## EXERCISE DESCRIPTION
Change "innermost point" to "center point" everywhere in the records and reproduce them with everything else left as is. Omit the pictures from your answer.

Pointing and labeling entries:
* start *

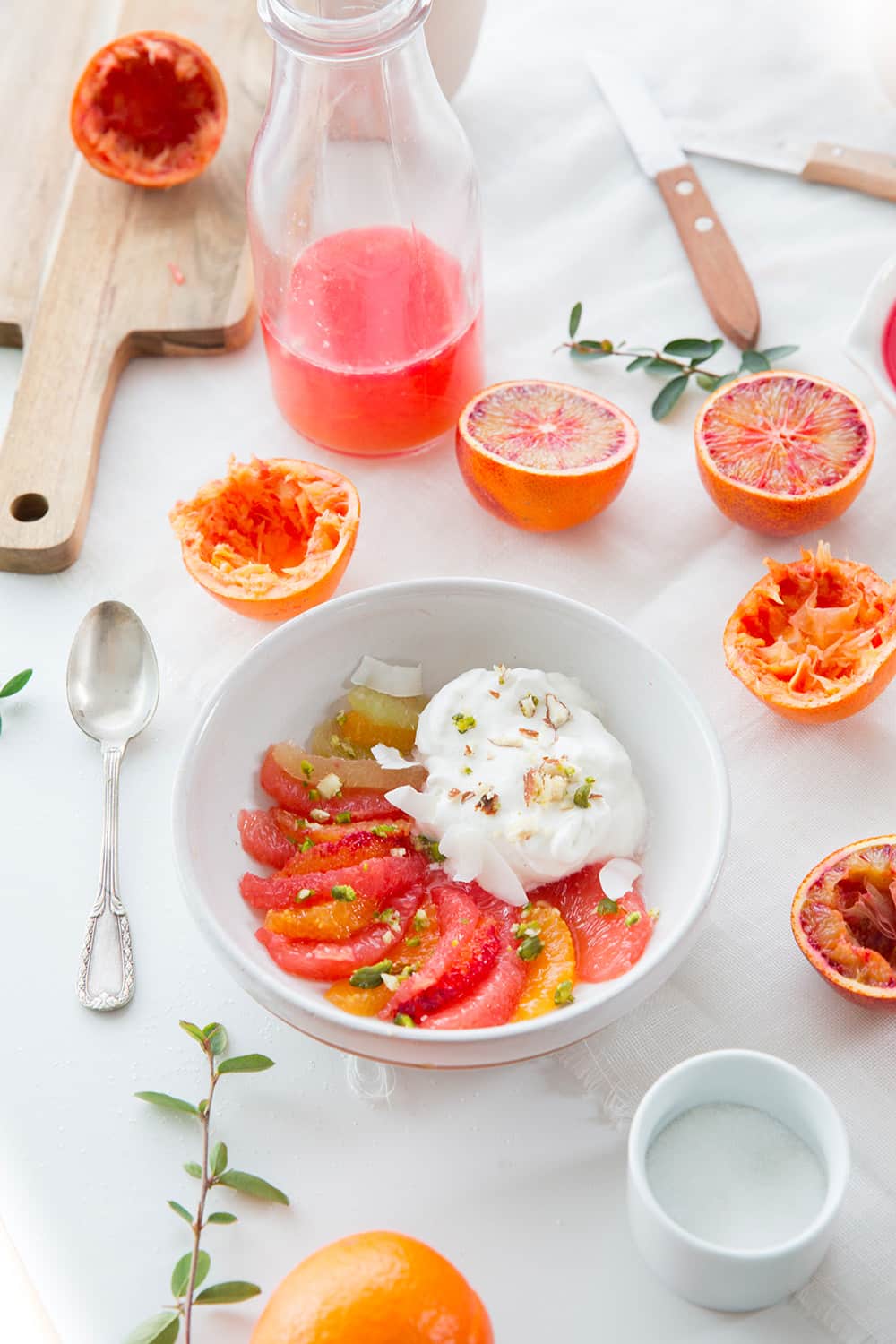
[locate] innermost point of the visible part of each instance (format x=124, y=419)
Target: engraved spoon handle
x=107, y=976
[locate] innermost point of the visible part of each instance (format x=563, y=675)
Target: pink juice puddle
x=376, y=349
x=890, y=346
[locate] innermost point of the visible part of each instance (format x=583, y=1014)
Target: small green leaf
x=168, y=1102
x=755, y=362
x=15, y=683
x=250, y=1185
x=668, y=397
x=233, y=1292
x=193, y=1030
x=245, y=1064
x=217, y=1038
x=777, y=352
x=691, y=349
x=161, y=1328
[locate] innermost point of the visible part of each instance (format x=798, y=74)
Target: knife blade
x=718, y=269
x=840, y=166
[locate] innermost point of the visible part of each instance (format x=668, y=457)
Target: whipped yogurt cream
x=524, y=785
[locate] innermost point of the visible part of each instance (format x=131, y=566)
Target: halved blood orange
x=544, y=456
x=814, y=640
x=782, y=452
x=150, y=109
x=844, y=919
x=273, y=538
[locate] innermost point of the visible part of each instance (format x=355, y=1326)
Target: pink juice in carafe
x=376, y=346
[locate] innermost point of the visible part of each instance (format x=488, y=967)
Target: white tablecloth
x=512, y=1174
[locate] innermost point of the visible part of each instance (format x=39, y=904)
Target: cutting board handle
x=72, y=362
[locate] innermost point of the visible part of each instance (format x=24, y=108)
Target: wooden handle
x=48, y=456
x=719, y=271
x=861, y=169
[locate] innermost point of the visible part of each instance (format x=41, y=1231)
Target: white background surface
x=509, y=1172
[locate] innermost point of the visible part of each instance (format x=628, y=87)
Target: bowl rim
x=231, y=949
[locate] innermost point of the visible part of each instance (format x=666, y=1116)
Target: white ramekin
x=715, y=1276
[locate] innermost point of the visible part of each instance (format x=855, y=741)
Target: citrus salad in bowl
x=455, y=863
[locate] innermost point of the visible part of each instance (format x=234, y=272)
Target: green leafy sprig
x=13, y=685
x=193, y=1268
x=678, y=360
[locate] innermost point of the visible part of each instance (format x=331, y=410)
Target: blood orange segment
x=416, y=948
x=263, y=839
x=844, y=919
x=328, y=918
x=150, y=109
x=332, y=960
x=487, y=1004
x=541, y=454
x=606, y=943
x=379, y=879
x=783, y=453
x=814, y=640
x=273, y=538
x=554, y=965
x=298, y=796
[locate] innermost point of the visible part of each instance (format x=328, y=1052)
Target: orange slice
x=273, y=538
x=544, y=456
x=844, y=919
x=783, y=453
x=150, y=109
x=552, y=972
x=814, y=640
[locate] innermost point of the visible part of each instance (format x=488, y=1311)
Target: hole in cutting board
x=29, y=508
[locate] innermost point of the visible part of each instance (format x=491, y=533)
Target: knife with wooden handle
x=713, y=260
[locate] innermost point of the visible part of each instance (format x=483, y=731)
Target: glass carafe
x=365, y=225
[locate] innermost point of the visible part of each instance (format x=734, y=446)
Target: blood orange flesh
x=150, y=109
x=544, y=456
x=844, y=919
x=782, y=452
x=814, y=640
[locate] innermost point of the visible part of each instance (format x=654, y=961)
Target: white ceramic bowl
x=715, y=1276
x=284, y=685
x=866, y=338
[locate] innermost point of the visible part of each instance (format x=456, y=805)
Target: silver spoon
x=113, y=691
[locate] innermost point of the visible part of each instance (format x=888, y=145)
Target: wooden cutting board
x=86, y=263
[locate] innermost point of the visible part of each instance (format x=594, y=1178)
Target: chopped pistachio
x=368, y=978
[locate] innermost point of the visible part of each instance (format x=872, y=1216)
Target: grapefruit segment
x=607, y=941
x=541, y=454
x=332, y=960
x=782, y=452
x=844, y=919
x=150, y=109
x=814, y=640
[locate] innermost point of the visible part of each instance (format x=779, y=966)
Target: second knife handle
x=716, y=265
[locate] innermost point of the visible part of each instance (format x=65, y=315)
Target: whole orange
x=374, y=1288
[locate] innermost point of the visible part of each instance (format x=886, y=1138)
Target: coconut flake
x=390, y=758
x=618, y=878
x=389, y=677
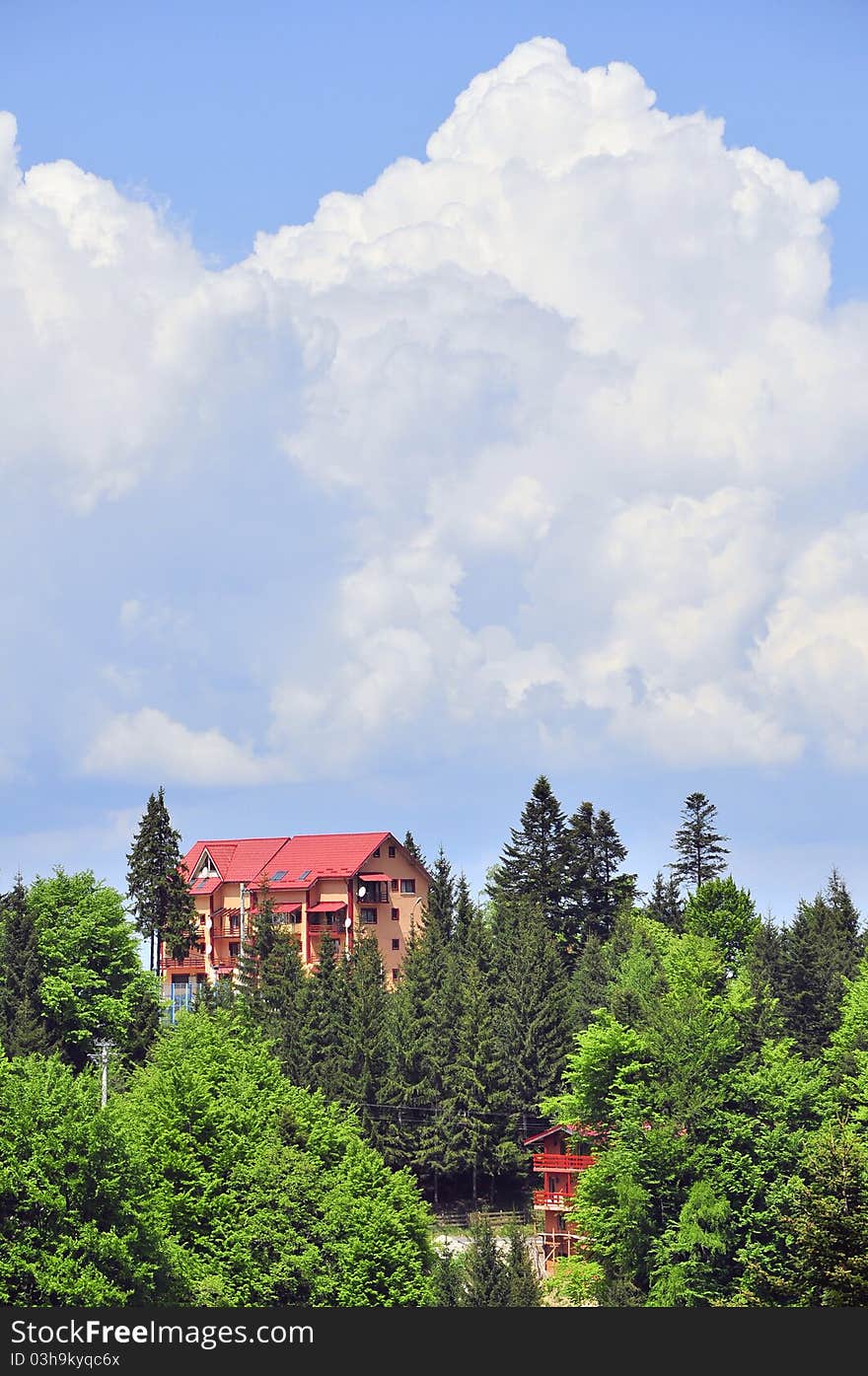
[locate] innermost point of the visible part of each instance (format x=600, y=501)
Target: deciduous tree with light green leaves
x=93, y=982
x=265, y=1194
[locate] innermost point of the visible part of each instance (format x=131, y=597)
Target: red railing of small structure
x=190, y=962
x=551, y=1162
x=543, y=1198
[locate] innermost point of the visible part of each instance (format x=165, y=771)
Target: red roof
x=337, y=856
x=237, y=860
x=205, y=885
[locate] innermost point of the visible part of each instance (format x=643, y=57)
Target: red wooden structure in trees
x=558, y=1155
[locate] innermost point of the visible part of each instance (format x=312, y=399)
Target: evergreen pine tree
x=466, y=911
x=440, y=907
x=163, y=905
x=447, y=1278
x=532, y=1002
x=256, y=947
x=366, y=1037
x=523, y=1288
x=589, y=981
x=665, y=903
x=285, y=996
x=408, y=1087
x=822, y=950
x=595, y=885
x=473, y=1098
x=697, y=845
x=23, y=1024
x=329, y=1021
x=533, y=863
x=485, y=1281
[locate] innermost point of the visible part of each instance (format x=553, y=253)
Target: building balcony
x=544, y=1198
x=190, y=962
x=551, y=1162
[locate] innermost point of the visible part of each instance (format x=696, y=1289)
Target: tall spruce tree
x=23, y=1023
x=596, y=887
x=329, y=1020
x=532, y=1000
x=533, y=863
x=485, y=1280
x=466, y=911
x=822, y=950
x=665, y=903
x=473, y=1104
x=414, y=849
x=285, y=1000
x=523, y=1289
x=366, y=1037
x=440, y=907
x=157, y=888
x=697, y=845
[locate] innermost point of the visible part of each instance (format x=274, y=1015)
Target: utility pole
x=101, y=1057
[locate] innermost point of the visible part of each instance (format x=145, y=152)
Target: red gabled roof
x=237, y=860
x=337, y=856
x=326, y=856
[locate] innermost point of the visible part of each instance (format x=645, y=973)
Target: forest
x=286, y=1141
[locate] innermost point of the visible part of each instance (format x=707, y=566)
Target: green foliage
x=533, y=1016
x=822, y=950
x=23, y=1024
x=533, y=863
x=72, y=1226
x=822, y=1230
x=595, y=888
x=366, y=1038
x=699, y=1124
x=157, y=888
x=93, y=982
x=265, y=1194
x=697, y=845
x=665, y=903
x=718, y=908
x=485, y=1278
x=327, y=1013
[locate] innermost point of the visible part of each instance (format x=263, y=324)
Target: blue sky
x=544, y=453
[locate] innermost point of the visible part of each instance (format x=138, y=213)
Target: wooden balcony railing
x=190, y=962
x=542, y=1198
x=551, y=1162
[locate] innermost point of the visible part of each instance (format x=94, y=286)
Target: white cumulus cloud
x=577, y=366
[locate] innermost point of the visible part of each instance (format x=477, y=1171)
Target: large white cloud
x=584, y=350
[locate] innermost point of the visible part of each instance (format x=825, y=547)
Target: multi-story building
x=558, y=1155
x=345, y=884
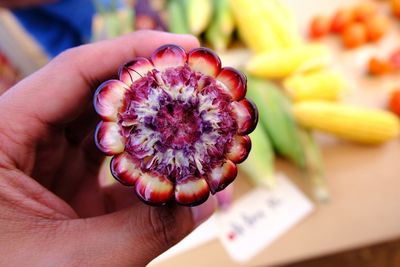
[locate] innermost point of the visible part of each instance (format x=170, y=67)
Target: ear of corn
x=199, y=13
x=358, y=124
x=283, y=62
x=285, y=31
x=318, y=85
x=219, y=33
x=259, y=166
x=254, y=30
x=275, y=116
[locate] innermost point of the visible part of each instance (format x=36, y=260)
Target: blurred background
x=325, y=77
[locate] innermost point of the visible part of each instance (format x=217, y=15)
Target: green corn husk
x=177, y=21
x=314, y=169
x=274, y=114
x=219, y=33
x=110, y=22
x=259, y=166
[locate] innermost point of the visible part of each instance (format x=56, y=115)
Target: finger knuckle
x=164, y=226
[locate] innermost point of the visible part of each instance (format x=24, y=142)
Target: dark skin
x=53, y=212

* end *

## TASK RESPONSE
[locate] center point of the visible part of each instance (format x=124, y=419)
Target: engraved spoon handle
x=107, y=976
[locate] center point of the visible part of each instance (format x=563, y=675)
Target: pink juice puddle
x=376, y=349
x=890, y=346
[locate] center point of the visible part of each instance (format x=583, y=1014)
Target: small green leaf
x=168, y=1102
x=755, y=362
x=15, y=683
x=250, y=1185
x=668, y=397
x=233, y=1292
x=193, y=1030
x=245, y=1064
x=217, y=1038
x=777, y=352
x=691, y=349
x=161, y=1328
[locate] center point of the visible part of each instance (format x=798, y=74)
Target: knife blade
x=718, y=269
x=840, y=166
[locate] center point of the visible part of each instance (format x=668, y=457)
Target: whipped yogurt cream
x=524, y=785
[locate] center point of the visible part of each instance (format x=131, y=566)
Target: halved blood orange
x=544, y=456
x=814, y=640
x=782, y=452
x=150, y=109
x=844, y=919
x=273, y=538
[locate] center point of the visible part of each instance (format x=355, y=1326)
Target: pink juice in carafe
x=376, y=346
[locate] center point of the visible part of each instance (format x=488, y=967)
Target: white tablecloth
x=512, y=1174
[locate] center point of the visible part of each instance (format x=39, y=904)
Target: cutting board handle
x=72, y=362
[locate] center point of the visible part of each instance (format x=24, y=108)
Target: wooden handle
x=48, y=456
x=719, y=271
x=861, y=169
[locate] center point of the visible part of each instance (format x=41, y=1231)
Target: white background surface
x=509, y=1172
[locate] center point of the visible part of each instance (format x=628, y=87)
Target: bowl rim
x=231, y=949
[locate] center point of the visible part of each instance (format x=666, y=1116)
Target: white ramekin
x=715, y=1276
[locate] center point of the visible part of each instance (format x=855, y=741)
Target: citrus salad in bowl
x=455, y=863
[locate] center point of the visible part of each instance (format x=234, y=272)
Target: green leafy sprig
x=13, y=685
x=193, y=1268
x=678, y=360
[locate] center point of the visible part of each instance (format x=331, y=410)
Target: blood orange segment
x=416, y=948
x=263, y=839
x=844, y=919
x=328, y=918
x=150, y=109
x=332, y=960
x=487, y=1004
x=541, y=454
x=606, y=943
x=379, y=879
x=783, y=453
x=814, y=640
x=273, y=538
x=554, y=965
x=298, y=796
[locate] center point of the visible part of each instance (format x=328, y=1052)
Target: orange slice
x=273, y=538
x=544, y=456
x=844, y=919
x=783, y=453
x=150, y=109
x=552, y=972
x=814, y=640
[locate] center point of the visible part of each instance (format x=488, y=1311)
Target: hole in cutting board
x=29, y=508
[locate] center point of the visible part of each instance (format x=491, y=533)
Target: knife with wooden handle
x=713, y=260
[locate] center point of the visible part of each instance (format x=483, y=731)
Target: glass carafe
x=365, y=225
[locate] center point of the visible part of each instance (format x=734, y=446)
Target: blood orange flesh
x=150, y=109
x=544, y=456
x=844, y=919
x=782, y=452
x=814, y=640
[locate] center point of the visible part of each instance (format x=654, y=961)
Target: white ceramic bowl
x=715, y=1276
x=284, y=685
x=866, y=338
[locate] center point of the visible part of each instance (format x=456, y=805)
Target: silver spoon
x=113, y=691
[locate] center point of the visible part of each instance (format x=888, y=145)
Target: wooden cutting board
x=86, y=263
[locate] center point of the visible part of each instance (format x=594, y=1178)
Target: chopped pistachio
x=368, y=978
[locate] center point of the visible part of each instance (format x=872, y=1216)
Target: grapefruit segment
x=607, y=941
x=541, y=454
x=332, y=960
x=782, y=452
x=844, y=919
x=150, y=109
x=814, y=640
[locate] center point of the visible part of each instance (format x=779, y=966)
Target: second knife handle
x=716, y=265
[locate] center point of the visible part of each instance (format x=65, y=315)
Target: whole orange
x=374, y=1288
[locate] center point of the visible part of each instance (format x=886, y=1138)
Target: coconut flake
x=390, y=758
x=618, y=878
x=389, y=677
[locate] center point of the visible part of each instance (format x=600, y=501)
Target: deciduous tree with light green leaves
x=93, y=982
x=265, y=1194
[locate] center point of the visible part of each instance (format x=131, y=597)
Target: red railing of small structure
x=190, y=962
x=551, y=1162
x=543, y=1198
[locate] center point of the visible part of each instance (format x=165, y=771)
Target: red roof
x=337, y=856
x=237, y=860
x=205, y=885
[locate] center point of the visible part of each instance (format x=643, y=57)
Target: red wooden structure in trees
x=558, y=1155
[locate] center point of the visible part of each instance (format x=312, y=399)
Target: evergreen pine tree
x=466, y=911
x=440, y=907
x=163, y=905
x=447, y=1278
x=532, y=1002
x=256, y=947
x=366, y=1037
x=523, y=1288
x=589, y=981
x=665, y=903
x=285, y=996
x=408, y=1087
x=822, y=950
x=595, y=885
x=473, y=1098
x=697, y=845
x=23, y=1024
x=329, y=1021
x=533, y=863
x=485, y=1281
[locate] center point of the visible part of each instance (format x=553, y=253)
Target: building balcony
x=544, y=1198
x=190, y=962
x=551, y=1162
[locate] center point of the visible part of each instance (format x=696, y=1289)
Target: tall spruce tree
x=23, y=1023
x=596, y=887
x=329, y=1020
x=532, y=1000
x=533, y=863
x=485, y=1280
x=466, y=911
x=822, y=950
x=665, y=903
x=473, y=1104
x=414, y=849
x=285, y=1000
x=523, y=1289
x=366, y=1037
x=440, y=907
x=157, y=888
x=697, y=845
[locate] center point of the visible part of each instance (format x=274, y=1015)
Target: utility pole
x=101, y=1057
[locate] center point of the visible part of each instance (format x=145, y=152)
Target: red gabled roof
x=237, y=860
x=337, y=856
x=326, y=856
[locate] center point of the visible part of each instance (format x=645, y=973)
Target: forest
x=286, y=1141
[locate] center point of the visible part of each instance (format x=707, y=566)
Target: green foliage
x=533, y=1016
x=822, y=950
x=23, y=1024
x=533, y=863
x=72, y=1226
x=822, y=1230
x=595, y=888
x=366, y=1038
x=699, y=1124
x=157, y=888
x=93, y=982
x=265, y=1194
x=697, y=845
x=665, y=903
x=718, y=908
x=485, y=1278
x=327, y=1013
[locate] center point of the visible part of each instance (format x=263, y=324)
Target: blue sky
x=544, y=453
[locate] center point of the visible part of each instance (format x=138, y=213)
Target: wooden balcony railing
x=190, y=962
x=542, y=1198
x=551, y=1162
[locate] center point of the visible part of each instance (format x=94, y=286)
Target: white cumulus cloud
x=577, y=366
[locate] center point of the visible part of each instance (format x=477, y=1171)
Target: large white cloud
x=584, y=350
[locate] center point of the visible part of each instance (format x=825, y=547)
Target: multi-story building
x=558, y=1155
x=345, y=884
[locate] center point of the visible part of each instance (format x=170, y=67)
Target: ear of corn
x=199, y=13
x=358, y=124
x=283, y=62
x=285, y=31
x=318, y=85
x=219, y=33
x=259, y=166
x=254, y=30
x=275, y=116
[locate] center point of the visible part of each instance (format x=36, y=260)
Target: blurred background
x=325, y=77
[locate] center point of the visible part of each instance (format x=217, y=15)
Target: green corn husk
x=177, y=21
x=314, y=169
x=274, y=114
x=219, y=33
x=110, y=22
x=259, y=166
[locate] center point of the visible part of each instance (format x=56, y=115)
Target: finger knuckle
x=164, y=226
[locate] center point of the visible part of each instance (format x=24, y=142)
Target: dark skin
x=53, y=212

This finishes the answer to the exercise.